**TEXT SHOWN**
- Conference: Southwestern Athletic Conference
- Record: 6–3–1 (3–2–1 SWAC)
- Head coach: Jim Thomas (1st season);
- Defensive coordinator: Ben McGee (1st season)
- Home stadium: Magnolia Stadium

= 1978 Mississippi Valley State Delta Devils football team =

American college football season

The 1978 Mississippi Valley State Delta Devils football team represented the Mississippi Valley State University as a member of the Southwestern Athletic Conference (SWAC) during the 1978 NCAA Division II football season. Led by first-year head coach Jim Thomas, the Delta Devils compiled an overall record of 6–3–1, with a conference record of 3–2–1, and finished in third place at the SWAC.

**MATERIAL SUPPLIED**
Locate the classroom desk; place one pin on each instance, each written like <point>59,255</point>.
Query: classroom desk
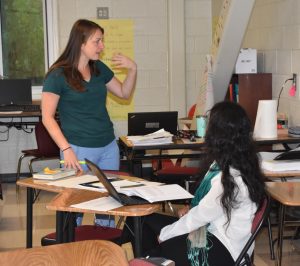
<point>135,153</point>
<point>287,194</point>
<point>31,184</point>
<point>63,201</point>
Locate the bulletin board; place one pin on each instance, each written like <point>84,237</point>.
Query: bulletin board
<point>118,38</point>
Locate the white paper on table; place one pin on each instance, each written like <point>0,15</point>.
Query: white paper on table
<point>100,204</point>
<point>158,193</point>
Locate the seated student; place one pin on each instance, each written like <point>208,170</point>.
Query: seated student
<point>217,225</point>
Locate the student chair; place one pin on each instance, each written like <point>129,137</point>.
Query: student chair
<point>46,149</point>
<point>259,218</point>
<point>168,172</point>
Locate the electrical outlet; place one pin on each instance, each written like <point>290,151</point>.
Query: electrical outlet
<point>102,13</point>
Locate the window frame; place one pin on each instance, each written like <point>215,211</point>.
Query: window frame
<point>50,41</point>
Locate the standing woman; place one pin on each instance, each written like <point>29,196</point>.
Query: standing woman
<point>77,84</point>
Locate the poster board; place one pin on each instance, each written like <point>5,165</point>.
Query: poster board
<point>226,44</point>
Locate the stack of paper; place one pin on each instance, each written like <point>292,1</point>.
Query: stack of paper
<point>268,163</point>
<point>158,137</point>
<point>158,193</point>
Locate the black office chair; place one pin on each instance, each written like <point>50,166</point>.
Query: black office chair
<point>46,149</point>
<point>259,218</point>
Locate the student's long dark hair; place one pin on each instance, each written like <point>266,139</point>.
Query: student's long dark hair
<point>69,59</point>
<point>229,142</point>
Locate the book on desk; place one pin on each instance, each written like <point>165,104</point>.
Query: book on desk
<point>54,174</point>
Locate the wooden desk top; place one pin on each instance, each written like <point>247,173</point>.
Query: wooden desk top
<point>282,137</point>
<point>42,184</point>
<point>68,197</point>
<point>89,252</point>
<point>287,193</point>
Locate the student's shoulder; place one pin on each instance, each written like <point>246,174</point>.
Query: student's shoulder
<point>56,73</point>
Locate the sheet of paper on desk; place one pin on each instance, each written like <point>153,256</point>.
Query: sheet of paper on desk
<point>158,193</point>
<point>119,184</point>
<point>267,163</point>
<point>74,181</point>
<point>100,204</point>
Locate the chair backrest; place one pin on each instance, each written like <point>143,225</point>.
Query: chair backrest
<point>82,253</point>
<point>260,216</point>
<point>45,144</point>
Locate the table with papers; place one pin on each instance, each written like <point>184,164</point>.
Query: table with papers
<point>30,184</point>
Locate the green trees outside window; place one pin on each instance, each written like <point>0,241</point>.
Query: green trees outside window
<point>22,31</point>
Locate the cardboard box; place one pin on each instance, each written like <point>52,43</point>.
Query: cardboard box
<point>247,61</point>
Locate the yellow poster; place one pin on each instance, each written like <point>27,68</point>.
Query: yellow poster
<point>118,38</point>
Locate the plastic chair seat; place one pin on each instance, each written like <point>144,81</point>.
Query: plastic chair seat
<point>87,232</point>
<point>46,149</point>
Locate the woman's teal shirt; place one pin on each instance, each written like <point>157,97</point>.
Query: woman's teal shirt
<point>83,115</point>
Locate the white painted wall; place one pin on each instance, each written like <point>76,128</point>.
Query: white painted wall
<point>171,38</point>
<point>274,30</point>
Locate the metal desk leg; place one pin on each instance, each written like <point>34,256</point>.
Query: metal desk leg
<point>71,227</point>
<point>270,238</point>
<point>280,233</point>
<point>29,217</point>
<point>137,225</point>
<point>59,226</point>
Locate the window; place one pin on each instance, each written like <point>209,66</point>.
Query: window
<point>22,31</point>
<point>26,39</point>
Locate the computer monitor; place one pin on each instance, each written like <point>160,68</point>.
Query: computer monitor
<point>142,123</point>
<point>15,91</point>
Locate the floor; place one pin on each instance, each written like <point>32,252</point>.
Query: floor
<point>13,224</point>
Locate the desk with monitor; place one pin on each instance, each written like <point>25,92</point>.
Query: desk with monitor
<point>136,154</point>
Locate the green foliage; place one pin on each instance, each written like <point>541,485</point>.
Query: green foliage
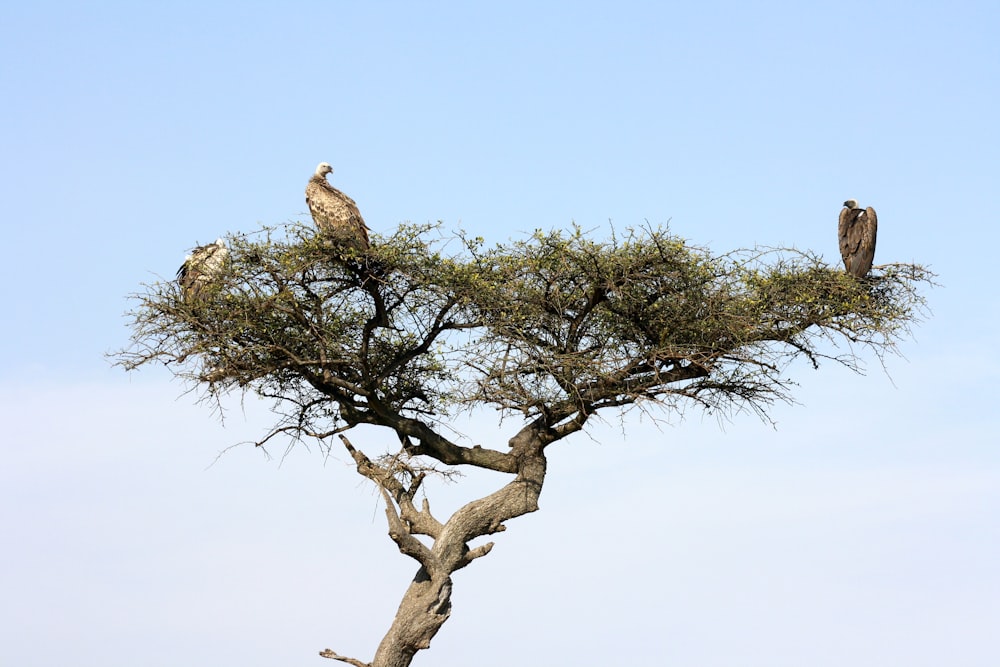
<point>553,327</point>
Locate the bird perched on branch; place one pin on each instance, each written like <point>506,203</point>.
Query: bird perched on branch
<point>202,268</point>
<point>857,230</point>
<point>335,214</point>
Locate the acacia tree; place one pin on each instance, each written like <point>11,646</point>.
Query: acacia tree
<point>548,330</point>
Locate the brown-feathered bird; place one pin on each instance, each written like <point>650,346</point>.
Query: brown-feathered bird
<point>336,214</point>
<point>857,229</point>
<point>201,268</point>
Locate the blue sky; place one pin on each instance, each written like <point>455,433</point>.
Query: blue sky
<point>862,530</point>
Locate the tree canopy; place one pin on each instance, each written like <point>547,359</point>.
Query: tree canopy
<point>547,330</point>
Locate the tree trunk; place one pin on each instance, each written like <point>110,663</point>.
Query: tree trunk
<point>424,609</point>
<point>427,602</point>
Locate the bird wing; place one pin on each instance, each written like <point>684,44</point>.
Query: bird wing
<point>867,231</point>
<point>844,227</point>
<point>335,213</point>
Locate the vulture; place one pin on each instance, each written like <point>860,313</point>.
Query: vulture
<point>335,214</point>
<point>202,268</point>
<point>857,230</point>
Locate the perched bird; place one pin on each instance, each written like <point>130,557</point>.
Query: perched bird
<point>201,268</point>
<point>857,229</point>
<point>335,214</point>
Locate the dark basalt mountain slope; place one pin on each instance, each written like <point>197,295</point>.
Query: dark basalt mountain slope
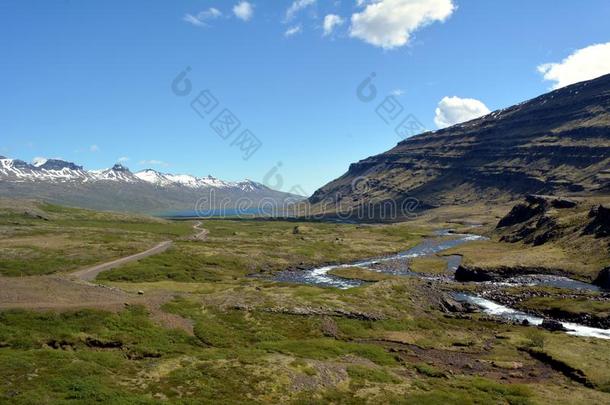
<point>557,143</point>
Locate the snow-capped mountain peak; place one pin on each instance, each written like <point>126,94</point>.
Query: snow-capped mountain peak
<point>58,170</point>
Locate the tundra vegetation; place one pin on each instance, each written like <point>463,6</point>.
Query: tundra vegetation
<point>246,338</point>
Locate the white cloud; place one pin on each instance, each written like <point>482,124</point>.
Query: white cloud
<point>243,10</point>
<point>153,162</point>
<point>454,110</point>
<point>330,22</point>
<point>297,6</point>
<point>584,64</point>
<point>200,18</point>
<point>293,30</point>
<point>389,23</point>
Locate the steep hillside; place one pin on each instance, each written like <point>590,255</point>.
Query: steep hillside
<point>558,143</point>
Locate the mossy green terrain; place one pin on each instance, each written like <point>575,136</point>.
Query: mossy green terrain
<point>254,340</point>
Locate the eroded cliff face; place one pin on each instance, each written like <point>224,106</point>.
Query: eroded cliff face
<point>558,143</point>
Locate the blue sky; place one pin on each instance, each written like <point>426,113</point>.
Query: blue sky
<point>90,82</point>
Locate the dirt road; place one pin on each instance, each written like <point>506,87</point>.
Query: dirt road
<point>90,273</point>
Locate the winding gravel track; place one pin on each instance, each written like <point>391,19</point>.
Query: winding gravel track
<point>90,273</point>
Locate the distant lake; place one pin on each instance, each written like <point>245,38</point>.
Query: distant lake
<point>222,213</point>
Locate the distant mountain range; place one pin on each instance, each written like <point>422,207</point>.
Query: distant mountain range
<point>557,143</point>
<point>117,188</point>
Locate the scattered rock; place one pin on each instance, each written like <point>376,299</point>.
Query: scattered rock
<point>603,278</point>
<point>329,327</point>
<point>448,304</point>
<point>552,325</point>
<point>521,213</point>
<point>464,273</point>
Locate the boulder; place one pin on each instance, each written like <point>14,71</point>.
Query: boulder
<point>603,278</point>
<point>552,325</point>
<point>599,225</point>
<point>520,213</point>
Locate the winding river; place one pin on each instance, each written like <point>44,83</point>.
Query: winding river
<point>441,241</point>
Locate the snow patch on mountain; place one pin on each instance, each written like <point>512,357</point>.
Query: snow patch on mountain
<point>57,170</point>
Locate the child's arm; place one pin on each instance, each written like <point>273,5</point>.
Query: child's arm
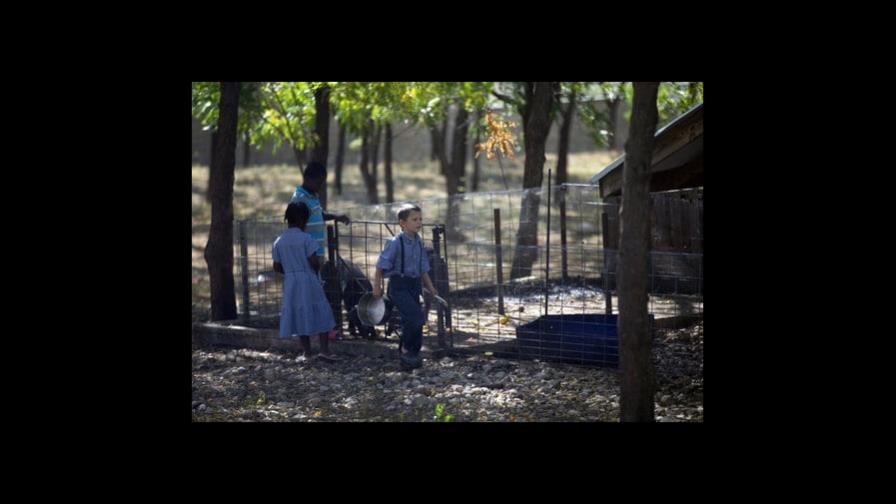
<point>314,261</point>
<point>377,282</point>
<point>429,286</point>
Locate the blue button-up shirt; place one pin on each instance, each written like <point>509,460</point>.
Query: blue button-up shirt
<point>315,226</point>
<point>415,261</point>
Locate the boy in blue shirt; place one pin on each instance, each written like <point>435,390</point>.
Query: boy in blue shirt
<point>405,264</point>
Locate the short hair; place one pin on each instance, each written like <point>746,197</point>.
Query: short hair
<point>315,170</point>
<point>405,210</point>
<point>297,213</point>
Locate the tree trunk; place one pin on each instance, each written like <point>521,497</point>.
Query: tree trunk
<point>563,142</point>
<point>387,159</point>
<point>301,157</point>
<point>378,133</point>
<point>219,249</point>
<point>340,157</point>
<point>321,149</point>
<point>211,162</point>
<point>614,118</point>
<point>455,174</point>
<point>433,133</point>
<point>539,96</point>
<point>476,159</point>
<point>635,337</point>
<point>369,183</point>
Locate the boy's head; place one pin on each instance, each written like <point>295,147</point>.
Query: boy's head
<point>297,214</point>
<point>410,217</point>
<point>314,176</point>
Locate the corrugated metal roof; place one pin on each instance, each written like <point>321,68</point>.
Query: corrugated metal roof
<point>621,159</point>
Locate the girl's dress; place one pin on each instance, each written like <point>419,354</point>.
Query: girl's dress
<point>306,311</point>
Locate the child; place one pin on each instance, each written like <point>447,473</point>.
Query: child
<point>305,308</point>
<point>404,263</point>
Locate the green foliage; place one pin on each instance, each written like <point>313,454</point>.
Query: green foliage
<point>675,98</point>
<point>441,414</point>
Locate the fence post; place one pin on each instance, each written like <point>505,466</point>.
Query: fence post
<point>605,235</point>
<point>563,259</point>
<point>334,292</point>
<point>499,268</point>
<point>434,269</point>
<point>547,248</point>
<point>244,268</point>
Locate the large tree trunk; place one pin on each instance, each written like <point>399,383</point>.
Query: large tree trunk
<point>219,249</point>
<point>340,157</point>
<point>536,125</point>
<point>387,159</point>
<point>563,142</point>
<point>321,150</point>
<point>635,338</point>
<point>211,162</point>
<point>476,159</point>
<point>369,183</point>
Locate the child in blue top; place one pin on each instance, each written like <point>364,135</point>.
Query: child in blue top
<point>305,308</point>
<point>405,264</point>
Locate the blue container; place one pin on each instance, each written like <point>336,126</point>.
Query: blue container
<point>591,339</point>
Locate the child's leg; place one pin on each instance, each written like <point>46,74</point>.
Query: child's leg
<point>406,298</point>
<point>306,345</point>
<point>324,343</point>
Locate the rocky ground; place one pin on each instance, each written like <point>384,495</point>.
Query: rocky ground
<point>247,385</point>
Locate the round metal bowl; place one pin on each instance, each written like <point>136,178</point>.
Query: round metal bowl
<point>371,311</point>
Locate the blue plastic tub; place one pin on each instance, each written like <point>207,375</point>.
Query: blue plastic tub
<point>591,339</point>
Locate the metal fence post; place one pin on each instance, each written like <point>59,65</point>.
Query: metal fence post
<point>244,268</point>
<point>434,268</point>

**WHAT YOU WILL DO**
1. Translate this sentence from the football team text into French: "Led by first-year head coach Jim Thomas, the Delta Devils compiled an overall record of 6–3–1, with a conference record of 3–2–1, and finished in third place at the SWAC."
2. According to the football team text, in which stadium did the Delta Devils play their home games?
3. Set down everything in the football team text from "- Home stadium: Magnolia" down to "at the SWAC.".

**ANSWERS IN ORDER**
1. Sous la direction de Jim Thomas, entraîneur principal à sa première saison, les Delta Devils ont obtenu un bilan global de 6–3–1, avec un bilan de 3–2–1 en conférence, et ont terminé à la troisième place de la SWAC.

2. Magnolia Stadium

3.
- Home stadium: Magnolia Stadium

= 1978 Mississippi Valley State Delta Devils football team =

American college football season

The 1978 Mississippi Valley State Delta Devils football team represented the Mississippi Valley State University as a member of the Southwestern Athletic Conference (SWAC) during the 1978 NCAA Division II football season. Led by first-year head coach Jim Thomas, the Delta Devils compiled an overall record of 6–3–1, with a conference record of 3–2–1, and finished in third place at the SWAC.